→ Text provided

━━━

So this was a similar sentiment.  Mom’s letter was not mean, she hadn’t done or said anything mean to me lately, but I felt the need to respond to her letter.  I had become consumed by it.  The last time we talked, she said something along the lines of “I love you but I hate that” and “I think a demon has tricked you into thinking you are gay and it’s real to you, but it really isn’t real”.  How do you argue with someone who thinks your reality isn’t real, except to you, but not really because it’s not really real, it’s a demon, but you’re not demon possessed or anything, you just believed a demon.  Um, ok Mom thanks.  I got my Masters Degree from Georgia Institute of Technology but a “demon” tricked me into thinking I’m gay… and also tricked millions of people throughout history as well, and the scientists who say its natural, and he still hasn’t been promoted or anything, he’s still just a demon. Thanks Mom.  How do you respond to that?  “Extreme Cognitive Dissonance” is the only thing that comes to my mind.

Anyway, we spoke on the phone.  She agreed to stop holding back and would tell me her truth and I promised I would do everything I could to be sensitive to not hurt her by anything I wanted to say.  I never once wanted to hurt her, I simply wanted her to see my pain and empathize with it, but I was also letting my fear of rejection prevent me from being real with her, so I was also at fault.

After that we talked about bridge building – it’s an inside understanding.  A prophet spoke over me many years ago saying I would be a bridge builder, I would be the first to cross them and on the other side it would be lonely because people would still be afraid to cross the bridge.  It’s all true.  I knew it when he said it, and I’m living it.  Mom responds well to validation of her beliefs.  She believes in God speaking through people, God’s promises and prophesies, etc.  So we talk about that for a little while.  She explained to me that in the past when I would try to push her to consider my dilemma, it would be as if a wall went up and she would instantly go into defense mode.  She continued though that on her own terms, she has walked in her mind to the edge of an abyss, looked down and asked God for guidance.  “If my belief on this subject is wrong, please tell me, please show me. If my reading of the scriptures is not accurate, please help me see the truth.”  For the first time, it sounds to me that mother is truly willing to listen, to look at the possibility that there is a deeper truth she is not recognizing.  In her letter she even acknowledged “My beliefs are meeting with your reality and it is causing us both pain” – which was the first time she ever acknowledged that my reality is real.

━━━

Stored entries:
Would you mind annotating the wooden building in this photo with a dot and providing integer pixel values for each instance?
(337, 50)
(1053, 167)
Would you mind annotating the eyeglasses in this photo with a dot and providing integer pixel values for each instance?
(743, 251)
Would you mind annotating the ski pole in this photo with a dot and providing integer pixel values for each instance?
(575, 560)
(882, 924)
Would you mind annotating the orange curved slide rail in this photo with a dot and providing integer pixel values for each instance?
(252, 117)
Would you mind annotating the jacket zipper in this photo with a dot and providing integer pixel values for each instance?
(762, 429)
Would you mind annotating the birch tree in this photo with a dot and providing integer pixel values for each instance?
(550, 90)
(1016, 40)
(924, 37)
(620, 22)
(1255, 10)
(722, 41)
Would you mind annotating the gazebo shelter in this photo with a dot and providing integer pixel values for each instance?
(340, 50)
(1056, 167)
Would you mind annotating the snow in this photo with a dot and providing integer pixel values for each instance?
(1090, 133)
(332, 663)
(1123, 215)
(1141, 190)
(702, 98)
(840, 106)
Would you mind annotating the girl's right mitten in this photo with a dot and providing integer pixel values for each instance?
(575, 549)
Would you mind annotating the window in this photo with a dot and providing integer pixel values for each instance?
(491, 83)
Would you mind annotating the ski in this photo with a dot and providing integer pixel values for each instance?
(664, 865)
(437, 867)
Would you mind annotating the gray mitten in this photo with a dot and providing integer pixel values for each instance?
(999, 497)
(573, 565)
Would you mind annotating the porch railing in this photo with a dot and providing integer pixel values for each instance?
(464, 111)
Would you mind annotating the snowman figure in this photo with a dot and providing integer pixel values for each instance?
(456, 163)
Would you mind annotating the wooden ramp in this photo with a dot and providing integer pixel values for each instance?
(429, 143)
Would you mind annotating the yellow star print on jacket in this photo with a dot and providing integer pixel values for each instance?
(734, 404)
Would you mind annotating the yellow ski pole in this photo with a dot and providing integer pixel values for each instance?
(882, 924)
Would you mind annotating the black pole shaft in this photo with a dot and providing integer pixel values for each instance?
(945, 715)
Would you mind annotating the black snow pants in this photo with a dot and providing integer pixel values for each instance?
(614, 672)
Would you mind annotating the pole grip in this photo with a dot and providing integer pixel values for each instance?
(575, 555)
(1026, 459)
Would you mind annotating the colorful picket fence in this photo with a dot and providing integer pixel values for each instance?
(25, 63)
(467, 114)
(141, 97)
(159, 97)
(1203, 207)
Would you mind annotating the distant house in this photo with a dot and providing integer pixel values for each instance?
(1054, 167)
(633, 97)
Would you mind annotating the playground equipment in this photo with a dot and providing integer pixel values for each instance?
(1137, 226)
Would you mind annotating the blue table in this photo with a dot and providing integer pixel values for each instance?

━━━

→ Tasks for this exercise
1. In the passage about the phone call with Mom, what did the prophet say about the narrator? List each prediction.
2. Answer these questions using the passage about the phone call with Mom:
(a) From which school did the narrator get a Masters Degree?
(b) During the phone call, what did Mom agree to do?
(c) According to Mom, what happened in the past when the narrator tried to push her to consider the dilemma?
3. From the passage about the phone call with Mom, repeat the text between "Anyway, we spoke" and "also at fault.", inclusive.
The records come from a different source than the passage.

→ Answer list
1.
- The narrator would be a bridge builder.
- The narrator would be the first to cross the bridges.
- On the other side it would be lonely, because people would still be afraid to cross the bridge.

2.
(a) Georgia Institute of Technology.
(b) She agreed to stop holding back and to tell the narrator her truth.
(c) It was as if a wall went up, and she would instantly go into defense mode.

3.
Anyway, we spoke on the phone.  She agreed to stop holding back and would tell me her truth and I promised I would do everything I could to be sensitive to not hurt her by anything I wanted to say.  I never once wanted to hurt her, I simply wanted her to see my pain and empathize with it, but I was also letting my fear of rejection prevent me from being real with her, so I was also at fault.